A set of records appears below. Print them all, word for word.

Supplied records ::
Start of Block

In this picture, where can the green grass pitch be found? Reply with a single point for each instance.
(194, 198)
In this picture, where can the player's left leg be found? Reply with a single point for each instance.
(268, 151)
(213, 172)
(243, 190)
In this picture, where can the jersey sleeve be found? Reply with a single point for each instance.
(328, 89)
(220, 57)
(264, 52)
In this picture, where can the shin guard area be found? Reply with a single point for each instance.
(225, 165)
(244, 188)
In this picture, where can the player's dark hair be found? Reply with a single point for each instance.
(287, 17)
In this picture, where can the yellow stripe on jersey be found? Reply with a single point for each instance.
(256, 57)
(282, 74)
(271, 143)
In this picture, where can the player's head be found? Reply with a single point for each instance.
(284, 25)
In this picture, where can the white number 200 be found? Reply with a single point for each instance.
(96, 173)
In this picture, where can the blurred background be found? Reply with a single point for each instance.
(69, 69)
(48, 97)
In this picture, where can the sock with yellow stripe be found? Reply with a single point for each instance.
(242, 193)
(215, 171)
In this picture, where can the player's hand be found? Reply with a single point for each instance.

End of Block

Result of this task ::
In this picture, where can the green grass pitch be found? Reply with a single point for each instance.
(194, 198)
In this picture, where can the player's left leg be found? Reply with a single point for each instance.
(268, 151)
(213, 172)
(243, 190)
In this picture, where can the jersey sleeve be found? Reply with a single point for each instance.
(328, 89)
(220, 57)
(264, 52)
In this picture, where can the shin guard area be found? Reply with a single point for each instance.
(225, 165)
(244, 188)
In this picture, where can the player's dark hair be found? Reply with a single point for each instance.
(287, 17)
In this picture, where can the yellow stripe on jersey be found? Reply with a single point for each instance.
(256, 57)
(282, 74)
(271, 143)
In this picture, where can the player's head be found? Reply with a single point for each instance.
(284, 25)
In this picture, where can the white number 200 be found? Reply with a single point for each instance.
(96, 173)
In this picture, where can the blurred background be found? Reply with a single point for each instance.
(69, 69)
(48, 97)
In this picture, where can the sock with yellow stripe be found? Reply with a single point for each instance.
(242, 193)
(215, 171)
In this picture, where can the player's hand be found? Reply with a single point for each instance.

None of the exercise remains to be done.